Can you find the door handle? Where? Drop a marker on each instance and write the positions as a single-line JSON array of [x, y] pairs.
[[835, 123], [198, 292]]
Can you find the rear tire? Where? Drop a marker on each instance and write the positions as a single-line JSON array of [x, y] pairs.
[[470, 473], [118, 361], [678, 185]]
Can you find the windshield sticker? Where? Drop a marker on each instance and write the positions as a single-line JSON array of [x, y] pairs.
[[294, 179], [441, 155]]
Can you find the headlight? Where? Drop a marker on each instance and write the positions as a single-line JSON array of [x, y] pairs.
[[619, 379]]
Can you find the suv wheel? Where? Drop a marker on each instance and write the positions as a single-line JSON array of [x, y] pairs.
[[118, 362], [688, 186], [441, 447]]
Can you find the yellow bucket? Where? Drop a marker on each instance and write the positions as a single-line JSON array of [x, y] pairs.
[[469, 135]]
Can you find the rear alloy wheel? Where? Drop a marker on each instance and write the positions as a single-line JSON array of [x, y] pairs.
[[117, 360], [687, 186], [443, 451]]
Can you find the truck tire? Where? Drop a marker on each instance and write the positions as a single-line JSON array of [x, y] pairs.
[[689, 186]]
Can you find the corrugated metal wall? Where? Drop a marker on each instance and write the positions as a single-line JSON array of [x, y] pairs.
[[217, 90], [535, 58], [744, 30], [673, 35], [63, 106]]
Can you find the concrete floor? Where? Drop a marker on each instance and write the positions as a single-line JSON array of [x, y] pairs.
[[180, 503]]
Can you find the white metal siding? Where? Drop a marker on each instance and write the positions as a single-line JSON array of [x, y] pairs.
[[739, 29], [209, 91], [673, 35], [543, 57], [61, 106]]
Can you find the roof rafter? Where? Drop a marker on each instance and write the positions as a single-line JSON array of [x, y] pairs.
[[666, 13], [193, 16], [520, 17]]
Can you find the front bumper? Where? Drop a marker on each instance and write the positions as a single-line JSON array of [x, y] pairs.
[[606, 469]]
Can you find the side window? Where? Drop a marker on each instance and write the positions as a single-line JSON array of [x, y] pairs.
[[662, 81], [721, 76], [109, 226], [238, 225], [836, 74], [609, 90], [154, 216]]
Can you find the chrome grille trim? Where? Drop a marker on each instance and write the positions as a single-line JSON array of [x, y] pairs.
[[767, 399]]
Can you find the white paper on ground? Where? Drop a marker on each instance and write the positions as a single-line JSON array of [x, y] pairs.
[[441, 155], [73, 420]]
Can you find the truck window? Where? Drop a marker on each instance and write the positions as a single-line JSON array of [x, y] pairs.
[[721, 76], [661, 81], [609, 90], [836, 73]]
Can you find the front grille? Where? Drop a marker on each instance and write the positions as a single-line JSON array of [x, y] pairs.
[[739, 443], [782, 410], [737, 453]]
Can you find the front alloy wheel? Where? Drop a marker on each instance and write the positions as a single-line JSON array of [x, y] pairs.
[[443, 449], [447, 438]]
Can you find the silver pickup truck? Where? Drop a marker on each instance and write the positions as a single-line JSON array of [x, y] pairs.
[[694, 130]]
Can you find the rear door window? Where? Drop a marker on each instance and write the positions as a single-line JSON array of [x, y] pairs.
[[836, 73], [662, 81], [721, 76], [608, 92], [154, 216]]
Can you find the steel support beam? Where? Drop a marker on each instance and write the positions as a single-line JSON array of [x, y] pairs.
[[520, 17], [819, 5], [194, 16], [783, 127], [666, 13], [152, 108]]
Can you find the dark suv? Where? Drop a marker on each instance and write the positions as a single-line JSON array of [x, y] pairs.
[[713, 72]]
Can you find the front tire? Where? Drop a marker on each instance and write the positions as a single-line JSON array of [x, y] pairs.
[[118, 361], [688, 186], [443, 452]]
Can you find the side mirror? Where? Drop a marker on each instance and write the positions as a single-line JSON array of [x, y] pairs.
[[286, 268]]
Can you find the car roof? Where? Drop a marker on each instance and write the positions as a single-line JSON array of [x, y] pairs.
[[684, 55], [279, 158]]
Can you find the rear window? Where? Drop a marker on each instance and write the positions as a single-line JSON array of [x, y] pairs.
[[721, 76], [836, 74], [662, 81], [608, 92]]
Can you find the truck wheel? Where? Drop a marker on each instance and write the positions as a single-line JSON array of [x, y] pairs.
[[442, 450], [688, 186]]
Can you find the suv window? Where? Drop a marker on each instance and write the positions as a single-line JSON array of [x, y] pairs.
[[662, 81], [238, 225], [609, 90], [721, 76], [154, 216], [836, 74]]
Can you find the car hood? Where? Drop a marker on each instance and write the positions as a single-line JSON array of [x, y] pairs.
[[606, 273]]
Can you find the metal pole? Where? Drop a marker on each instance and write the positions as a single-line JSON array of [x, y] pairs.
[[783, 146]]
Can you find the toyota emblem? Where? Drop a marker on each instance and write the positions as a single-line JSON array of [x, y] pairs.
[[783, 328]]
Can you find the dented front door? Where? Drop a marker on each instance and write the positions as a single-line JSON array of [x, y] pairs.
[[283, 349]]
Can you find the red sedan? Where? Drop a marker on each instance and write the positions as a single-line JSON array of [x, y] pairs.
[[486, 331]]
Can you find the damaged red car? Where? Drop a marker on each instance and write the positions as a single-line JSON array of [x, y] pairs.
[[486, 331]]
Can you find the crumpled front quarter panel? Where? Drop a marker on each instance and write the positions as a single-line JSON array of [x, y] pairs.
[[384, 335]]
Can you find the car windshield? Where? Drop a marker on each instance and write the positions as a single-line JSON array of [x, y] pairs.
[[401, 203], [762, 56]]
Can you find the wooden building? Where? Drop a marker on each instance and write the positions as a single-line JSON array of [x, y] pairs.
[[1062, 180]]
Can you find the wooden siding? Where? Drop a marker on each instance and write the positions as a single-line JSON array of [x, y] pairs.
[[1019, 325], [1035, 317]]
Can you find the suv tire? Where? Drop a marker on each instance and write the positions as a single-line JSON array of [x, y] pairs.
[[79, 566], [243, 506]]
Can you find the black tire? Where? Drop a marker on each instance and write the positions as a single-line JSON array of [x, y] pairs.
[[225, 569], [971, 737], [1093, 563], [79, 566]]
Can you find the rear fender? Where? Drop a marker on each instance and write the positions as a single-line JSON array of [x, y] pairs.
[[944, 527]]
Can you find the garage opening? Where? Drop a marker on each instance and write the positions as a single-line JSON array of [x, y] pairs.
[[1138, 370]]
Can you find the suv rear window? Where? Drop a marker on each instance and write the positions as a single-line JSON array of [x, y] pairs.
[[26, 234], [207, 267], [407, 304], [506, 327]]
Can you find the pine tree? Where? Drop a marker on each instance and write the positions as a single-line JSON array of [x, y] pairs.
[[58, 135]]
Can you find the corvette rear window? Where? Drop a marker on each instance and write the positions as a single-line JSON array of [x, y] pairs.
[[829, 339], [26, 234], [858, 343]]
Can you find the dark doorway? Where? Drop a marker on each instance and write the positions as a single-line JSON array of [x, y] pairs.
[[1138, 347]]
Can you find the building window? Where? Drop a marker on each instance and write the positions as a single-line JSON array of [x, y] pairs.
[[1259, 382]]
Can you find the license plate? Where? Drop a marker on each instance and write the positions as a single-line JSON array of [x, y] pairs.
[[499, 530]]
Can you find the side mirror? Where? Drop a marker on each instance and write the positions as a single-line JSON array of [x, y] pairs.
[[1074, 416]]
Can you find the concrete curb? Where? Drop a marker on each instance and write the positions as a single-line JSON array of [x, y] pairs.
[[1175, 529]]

========

» Requirement
Please copy out every line shown above, exactly.

» Solution below
Can you find the door handle? Where? Drop a marker on each instance and write the positions as a single-line JSON array of [x, y] pairs.
[[835, 123], [198, 292]]
Can you find the rear tire? Where? Drop a marker on each instance and write the positions as a single-line JSON array of [x, y] pairs.
[[470, 473], [118, 361], [678, 185]]
Can you find the windshield sticker? Where? Drop a marker on each instance and write the positions as a single-line JSON array of [x, y] pairs.
[[294, 179], [441, 155]]
Can you find the headlight? Where? Drop a marker on each instance and write the positions as a single-line JSON array of [x, y] pairs.
[[619, 379]]
Can you find the suv wheel? Where? Drop a marker on each instance and write the positions as a single-line JSON array of [x, y] pairs.
[[118, 362], [688, 186], [441, 447]]
Can you find the yellow bucket? Where? Drop a marker on each instance and write the positions as a single-line JSON array of [x, y] pairs.
[[469, 135]]
Can you find the rear alloy wheel? Where? Drop a marker on each instance and write the positions as a single-line JSON array of [x, y] pairs.
[[117, 360], [687, 186], [443, 451]]
Can you find the truck tire? Where? Drop a marker on each instance and write the positions as a single-line JSON array of [x, y] pairs.
[[689, 186]]
Can you find the corrugated metal wall? Where? Drop a marker on each instance and write the positions as a single-line JSON array of [x, y] pairs.
[[217, 90], [535, 58], [744, 30], [673, 35], [63, 106]]
Can you find the concrete floor? Where? Drop a marker on each instance and write the positions as a single-line JSON array of [x, y] pairs.
[[180, 503]]
Can you find the white metal siding? Where? Drop a marker on each instance and write the positions as a single-line JSON array of [x, y] pairs.
[[739, 29], [209, 91], [673, 35], [543, 57], [61, 106]]
Can you find the roof rafter? Where? Drop a marker on each instance and write the positions as a single-line JSON array of [x, y] pairs.
[[666, 13], [193, 16], [520, 17]]
Can you find the front bumper? Where? Drop a marker on each instance and write the positions as a single-line JSON array of [x, y] pairs.
[[606, 469]]
Can you find the side window? Where? Drop a marker on each instance and write the positions as a single-line JSON array of [x, y] pairs.
[[662, 81], [721, 76], [109, 226], [238, 225], [836, 74], [609, 90], [154, 216]]
Can you find the chrome grille trim? Where? Drop a marker on each instance and write the positions as a single-line JSON array of [x, y] pairs.
[[767, 399]]
Can you find the white paper on ground? Where? Drop a marker on each instance and write the positions as a single-line JSON array of [x, y] pairs.
[[441, 155], [73, 420]]
Can you find the truck window? Where? Drop a marker on each instance and write the positions as a single-line JSON array of [x, y] pairs.
[[721, 76], [661, 81], [609, 90], [836, 73]]
Can you find the front grille? Where? Drop a marker on each instance and write the positions as a single-line JSON array of [x, y] pairs.
[[739, 443], [782, 410], [737, 453]]
Can you find the front alloy wheel? Where? Drop a marker on each instance and write the positions as a single-line JSON array of [x, y] pairs.
[[443, 449], [447, 438]]
Can you find the silver pickup truck? Where? Drop a marker on each instance and write the positions as a single-line JSON array of [x, y] pairs.
[[694, 130]]
Can you find the rear door window? Where? Drop a marker on each instance and write the positions as a single-line JSON array of [x, y] pairs.
[[836, 73], [662, 81], [721, 76], [608, 92], [154, 216]]
Can you find the steel support beam? Where? Drop a marker on each instance and write the positions as a single-line JSON array of [x, y] pairs.
[[520, 17], [819, 5], [194, 16], [783, 127], [666, 13], [152, 108]]
Can you find the dark suv? Where? Drop a marker on each instance and write the positions as a single-line JSON array of [x, y] pairs.
[[713, 72]]
Can you find the front tire? Where? Drop a marker on each instance and write the positions as a single-line JSON array of [x, y] pairs.
[[118, 361], [688, 186], [443, 452]]
Can you find the side mirror? Where? Drop a marker on each instance and write the positions as a single-line JSON array of [x, y] pairs.
[[286, 268]]
Can you find the car roof? Where? Drop a marker on each instance and write the positions as a single-line JSON array of [x, y] pairs.
[[684, 55], [279, 158]]
Can you find the rear window? Where? Drop a marker on each instance and write the positions as a single-line JSON array of [x, y] pairs.
[[721, 76], [836, 74], [662, 81], [608, 92]]
Can you find the truck wheel? Where? Drop a marker on each instance and write the positions as a single-line JSON array of [x, y] pairs.
[[442, 450], [688, 186]]
Can you find the suv window? Where? Drop a marker on each instance and write the positions as a single-line JSON array of [x, y] pairs.
[[662, 81], [238, 225], [609, 90], [721, 76], [154, 216], [836, 74]]
Can you find the car hood? Where? Drop a marker on each instance and write the positions as a single-line JSON array of [x, y] pairs.
[[606, 273]]
Can you find the metal pole? Where? Drop a marker on each instance and write the positions as a single-line JSON array of [x, y] pairs.
[[783, 146]]
Can you find the toyota emblem? Where? Drop a marker on each instance and write the positions as a single-line JSON array of [x, y] pairs.
[[783, 328]]
Can you find the dented front door? Where? Drop a marker on each instance and write the positions as a single-line JSON array of [x, y] pairs.
[[283, 349]]
Can you find the red sedan? Where? Drop a marker on each instance and write the positions as a single-line JSON array of [x, y] pairs.
[[486, 331]]
Can you find the damaged red car? Where? Drop a marker on each instance and write the positions as a single-line JSON array of [x, y] pairs.
[[486, 331]]
Can you find the crumpled front quarter panel? Where? Drop a marker on each instance and write the positions as a single-line JSON array of [x, y] pairs.
[[384, 335]]
Can you find the car windshield? Where? Drop a marker on each instance and write the positions as a single-line JSON array of [x, y] pairs.
[[401, 203], [762, 56]]
Can you find the wooden building? Where? Drop a marker on each instance and write the positions as a single-line JSON array of [x, y] pairs.
[[1062, 180]]
Can you find the wooden siding? Where? Drop a marker on each instance and write the positions as a single-line JSON array of [x, y] pairs.
[[1019, 325], [1035, 317]]
Can you find the suv tire? Where? Drop a marker on each instance and write the positions as a single-line JSON array of [x, y] pairs.
[[79, 566], [243, 506]]
Can you find the black tire? Where? Drop a marker on each instance and write the positions as a single-line JSON array of [x, y] pairs.
[[225, 569], [971, 737], [1093, 563], [79, 566]]
Can you find the rear fender? Where? Drop a marker on each instance and write the positions as a single-line JSON array of [x, y] pairs.
[[944, 527]]
Can you find the garage opening? Where? Drop a marker on each instance and write the positions as a single-line JSON array of [x, y] pairs.
[[1138, 370]]
Can you find the suv rear window? Where? Drop a marker on each instance and write the positions as a single-line JSON array of [x, y] pairs.
[[26, 234], [207, 267], [407, 304], [506, 327]]
Can you find the pine tree? Where? Drop a marker on each instance and write the positions as a single-line JSON array of [x, y] pairs.
[[58, 135]]
Can you find the corvette rear window? Where? Drop a marker on each instance and write the positions as a single-line JSON array of [x, y] pairs.
[[829, 339], [26, 234], [858, 343]]
Can you find the dark doorway? Where? Drop a marker on each instance and write the positions as a single-line JSON array of [x, y] pairs.
[[1138, 347]]
Can you find the building window? Where? Drop a marker on each instance and write the positions as a single-line JSON array of [x, y] pairs.
[[1259, 382]]
Can you find the license plate? Where? Drop a marker on each instance and write the positions as a single-line JSON array of [x, y] pairs.
[[499, 530]]
Can you find the side mirror? Where? Drop a marker on each instance and write the positions as a single-line JSON array of [x, y] pairs.
[[1074, 416]]
Can you find the concrete curb? Where? Drop a marker on each instance and write the positions as a single-line JSON array of [x, y] pairs.
[[1175, 529]]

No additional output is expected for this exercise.